**What to produce**
Would you reproduce, without any alteration, the lines from the opening line of the entries through the line that has "Report the position of every instance of the wooden ramp" in it?

**Working data**
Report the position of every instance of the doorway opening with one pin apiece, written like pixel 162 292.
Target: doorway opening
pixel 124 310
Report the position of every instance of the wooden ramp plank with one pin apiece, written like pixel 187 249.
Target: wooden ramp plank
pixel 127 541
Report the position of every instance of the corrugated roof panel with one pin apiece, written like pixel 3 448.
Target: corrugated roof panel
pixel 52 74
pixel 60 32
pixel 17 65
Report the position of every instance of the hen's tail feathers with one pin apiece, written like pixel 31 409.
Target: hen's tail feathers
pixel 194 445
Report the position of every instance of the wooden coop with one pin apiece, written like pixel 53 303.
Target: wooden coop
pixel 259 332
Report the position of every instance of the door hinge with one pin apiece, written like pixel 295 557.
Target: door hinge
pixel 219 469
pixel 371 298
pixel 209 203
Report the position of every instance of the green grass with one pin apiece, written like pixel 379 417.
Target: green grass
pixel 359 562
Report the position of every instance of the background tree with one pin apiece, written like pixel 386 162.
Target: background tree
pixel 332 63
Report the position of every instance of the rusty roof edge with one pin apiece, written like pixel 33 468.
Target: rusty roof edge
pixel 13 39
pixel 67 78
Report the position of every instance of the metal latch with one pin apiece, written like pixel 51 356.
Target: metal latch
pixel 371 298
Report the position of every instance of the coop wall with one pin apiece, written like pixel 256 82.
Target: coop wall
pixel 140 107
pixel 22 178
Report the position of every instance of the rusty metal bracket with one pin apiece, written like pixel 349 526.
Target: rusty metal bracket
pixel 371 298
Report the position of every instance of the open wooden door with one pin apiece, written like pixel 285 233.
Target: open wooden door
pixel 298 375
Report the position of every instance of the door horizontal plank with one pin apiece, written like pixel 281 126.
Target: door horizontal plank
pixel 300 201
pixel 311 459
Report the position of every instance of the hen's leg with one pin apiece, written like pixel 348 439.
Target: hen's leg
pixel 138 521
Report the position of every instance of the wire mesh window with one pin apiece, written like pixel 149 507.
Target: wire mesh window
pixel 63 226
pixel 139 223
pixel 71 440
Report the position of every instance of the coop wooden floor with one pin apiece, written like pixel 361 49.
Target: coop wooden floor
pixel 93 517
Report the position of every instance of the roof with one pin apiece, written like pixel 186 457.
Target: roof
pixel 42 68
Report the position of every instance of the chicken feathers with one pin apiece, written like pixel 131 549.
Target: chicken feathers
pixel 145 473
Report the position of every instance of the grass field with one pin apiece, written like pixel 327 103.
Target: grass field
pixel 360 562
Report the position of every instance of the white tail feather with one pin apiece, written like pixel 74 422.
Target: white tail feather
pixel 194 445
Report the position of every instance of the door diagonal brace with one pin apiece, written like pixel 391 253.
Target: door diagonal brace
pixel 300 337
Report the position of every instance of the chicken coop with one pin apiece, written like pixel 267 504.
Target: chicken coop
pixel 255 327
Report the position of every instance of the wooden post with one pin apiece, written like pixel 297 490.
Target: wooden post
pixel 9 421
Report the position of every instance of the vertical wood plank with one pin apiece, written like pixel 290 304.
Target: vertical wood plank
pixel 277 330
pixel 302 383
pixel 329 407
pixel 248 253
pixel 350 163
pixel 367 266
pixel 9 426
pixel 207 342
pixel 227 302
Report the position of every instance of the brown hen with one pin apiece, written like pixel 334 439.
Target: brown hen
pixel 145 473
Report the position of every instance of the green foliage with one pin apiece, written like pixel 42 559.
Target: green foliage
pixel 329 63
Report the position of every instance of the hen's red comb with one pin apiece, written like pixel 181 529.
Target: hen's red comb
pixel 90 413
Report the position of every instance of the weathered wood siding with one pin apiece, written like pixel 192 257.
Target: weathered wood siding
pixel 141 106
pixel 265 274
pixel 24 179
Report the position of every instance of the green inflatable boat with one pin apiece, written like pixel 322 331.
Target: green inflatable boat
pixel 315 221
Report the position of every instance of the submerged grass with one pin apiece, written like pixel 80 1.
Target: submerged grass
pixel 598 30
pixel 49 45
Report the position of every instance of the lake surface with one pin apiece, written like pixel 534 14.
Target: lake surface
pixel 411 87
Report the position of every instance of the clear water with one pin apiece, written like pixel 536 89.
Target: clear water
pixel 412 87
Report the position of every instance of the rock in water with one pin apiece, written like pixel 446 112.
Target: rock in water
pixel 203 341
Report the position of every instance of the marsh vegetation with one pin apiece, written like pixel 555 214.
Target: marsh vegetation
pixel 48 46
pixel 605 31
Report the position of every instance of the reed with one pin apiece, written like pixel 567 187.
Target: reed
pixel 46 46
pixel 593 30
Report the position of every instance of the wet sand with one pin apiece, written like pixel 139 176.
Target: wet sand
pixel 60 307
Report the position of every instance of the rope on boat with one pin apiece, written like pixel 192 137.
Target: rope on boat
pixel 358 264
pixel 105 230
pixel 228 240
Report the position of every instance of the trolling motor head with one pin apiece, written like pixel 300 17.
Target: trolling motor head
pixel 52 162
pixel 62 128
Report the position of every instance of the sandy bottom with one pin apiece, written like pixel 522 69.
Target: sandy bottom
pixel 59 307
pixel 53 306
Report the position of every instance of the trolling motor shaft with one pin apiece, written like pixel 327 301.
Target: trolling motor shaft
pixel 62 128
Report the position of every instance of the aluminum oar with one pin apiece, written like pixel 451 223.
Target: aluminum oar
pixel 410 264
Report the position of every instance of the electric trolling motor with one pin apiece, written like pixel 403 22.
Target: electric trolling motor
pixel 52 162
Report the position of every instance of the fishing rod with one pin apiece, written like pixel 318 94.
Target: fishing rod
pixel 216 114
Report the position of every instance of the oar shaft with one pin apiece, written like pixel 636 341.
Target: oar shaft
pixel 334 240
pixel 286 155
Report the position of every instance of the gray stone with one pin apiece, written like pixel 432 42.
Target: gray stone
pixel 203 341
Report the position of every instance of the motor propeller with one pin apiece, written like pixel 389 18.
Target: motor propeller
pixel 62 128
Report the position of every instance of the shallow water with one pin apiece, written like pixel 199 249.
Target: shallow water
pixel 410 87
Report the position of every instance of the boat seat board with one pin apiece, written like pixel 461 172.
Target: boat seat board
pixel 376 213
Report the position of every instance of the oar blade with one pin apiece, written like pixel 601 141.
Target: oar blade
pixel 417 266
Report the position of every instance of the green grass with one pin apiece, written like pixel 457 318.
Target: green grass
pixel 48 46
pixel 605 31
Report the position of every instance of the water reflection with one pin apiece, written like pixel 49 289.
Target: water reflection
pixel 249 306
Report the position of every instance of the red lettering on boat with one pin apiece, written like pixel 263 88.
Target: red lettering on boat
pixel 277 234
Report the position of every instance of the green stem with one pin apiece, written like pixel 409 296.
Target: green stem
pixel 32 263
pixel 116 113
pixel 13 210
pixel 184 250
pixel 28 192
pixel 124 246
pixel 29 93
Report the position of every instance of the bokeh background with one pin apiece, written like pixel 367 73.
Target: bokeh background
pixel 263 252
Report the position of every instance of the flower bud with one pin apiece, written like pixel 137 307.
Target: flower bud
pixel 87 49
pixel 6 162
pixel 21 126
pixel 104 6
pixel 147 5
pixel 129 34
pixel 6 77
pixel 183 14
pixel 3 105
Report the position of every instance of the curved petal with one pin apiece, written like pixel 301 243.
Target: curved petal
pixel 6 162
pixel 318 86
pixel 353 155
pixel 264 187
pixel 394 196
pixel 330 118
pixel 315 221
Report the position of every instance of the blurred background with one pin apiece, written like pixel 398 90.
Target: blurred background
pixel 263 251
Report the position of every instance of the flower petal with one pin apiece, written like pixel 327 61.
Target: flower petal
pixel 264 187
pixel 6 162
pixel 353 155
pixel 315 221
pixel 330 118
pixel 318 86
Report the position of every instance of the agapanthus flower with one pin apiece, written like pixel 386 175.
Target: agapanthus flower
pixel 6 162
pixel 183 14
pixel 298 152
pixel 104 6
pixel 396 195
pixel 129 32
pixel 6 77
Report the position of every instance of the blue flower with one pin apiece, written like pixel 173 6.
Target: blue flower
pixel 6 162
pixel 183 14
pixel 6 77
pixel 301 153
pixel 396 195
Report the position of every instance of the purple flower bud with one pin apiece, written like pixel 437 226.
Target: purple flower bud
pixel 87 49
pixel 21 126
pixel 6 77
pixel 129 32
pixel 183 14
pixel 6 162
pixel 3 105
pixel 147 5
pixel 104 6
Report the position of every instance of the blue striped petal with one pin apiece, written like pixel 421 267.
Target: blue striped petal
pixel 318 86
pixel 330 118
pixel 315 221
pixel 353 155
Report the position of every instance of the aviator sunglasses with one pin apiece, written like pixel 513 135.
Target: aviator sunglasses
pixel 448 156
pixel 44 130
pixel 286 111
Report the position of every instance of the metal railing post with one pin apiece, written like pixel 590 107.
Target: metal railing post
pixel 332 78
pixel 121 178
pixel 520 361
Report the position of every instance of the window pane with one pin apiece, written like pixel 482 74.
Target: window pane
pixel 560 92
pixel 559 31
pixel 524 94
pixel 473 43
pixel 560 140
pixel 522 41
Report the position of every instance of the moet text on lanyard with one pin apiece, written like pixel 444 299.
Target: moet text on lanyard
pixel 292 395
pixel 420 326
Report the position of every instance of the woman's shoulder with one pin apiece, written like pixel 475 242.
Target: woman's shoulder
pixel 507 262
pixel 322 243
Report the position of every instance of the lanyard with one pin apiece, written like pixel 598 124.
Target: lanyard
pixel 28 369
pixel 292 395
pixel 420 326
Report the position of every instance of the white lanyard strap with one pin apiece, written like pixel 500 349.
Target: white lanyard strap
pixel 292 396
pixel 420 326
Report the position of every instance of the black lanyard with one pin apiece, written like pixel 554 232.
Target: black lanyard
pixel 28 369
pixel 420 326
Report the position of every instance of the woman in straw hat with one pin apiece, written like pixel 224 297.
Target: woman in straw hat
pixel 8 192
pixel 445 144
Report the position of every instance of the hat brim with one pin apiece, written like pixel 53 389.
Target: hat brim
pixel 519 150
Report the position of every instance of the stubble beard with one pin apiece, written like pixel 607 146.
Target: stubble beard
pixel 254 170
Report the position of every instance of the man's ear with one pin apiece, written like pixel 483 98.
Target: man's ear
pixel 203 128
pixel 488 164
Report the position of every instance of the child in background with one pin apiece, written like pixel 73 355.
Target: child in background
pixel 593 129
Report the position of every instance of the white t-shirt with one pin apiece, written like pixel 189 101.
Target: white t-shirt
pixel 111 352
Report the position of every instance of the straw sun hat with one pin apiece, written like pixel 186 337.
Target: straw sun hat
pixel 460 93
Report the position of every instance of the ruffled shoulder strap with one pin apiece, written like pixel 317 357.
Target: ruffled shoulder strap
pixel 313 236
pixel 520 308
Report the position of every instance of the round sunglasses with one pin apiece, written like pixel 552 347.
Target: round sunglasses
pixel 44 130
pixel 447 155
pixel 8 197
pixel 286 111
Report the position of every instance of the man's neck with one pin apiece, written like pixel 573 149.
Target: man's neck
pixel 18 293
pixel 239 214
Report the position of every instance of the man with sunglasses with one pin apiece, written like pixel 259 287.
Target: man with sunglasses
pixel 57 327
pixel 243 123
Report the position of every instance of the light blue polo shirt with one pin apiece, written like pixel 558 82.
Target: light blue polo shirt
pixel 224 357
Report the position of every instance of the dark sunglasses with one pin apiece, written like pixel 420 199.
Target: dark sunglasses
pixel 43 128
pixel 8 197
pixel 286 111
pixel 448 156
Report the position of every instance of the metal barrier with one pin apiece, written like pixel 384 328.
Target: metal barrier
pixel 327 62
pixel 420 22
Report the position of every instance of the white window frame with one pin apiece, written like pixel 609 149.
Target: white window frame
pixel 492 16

**Solution**
Report the position of every instance of the doorway opening with one pin apiece, written like pixel 162 292.
Target: doorway opening
pixel 124 310
Report the position of every instance of the wooden ramp plank with one pin apiece, written like pixel 187 249.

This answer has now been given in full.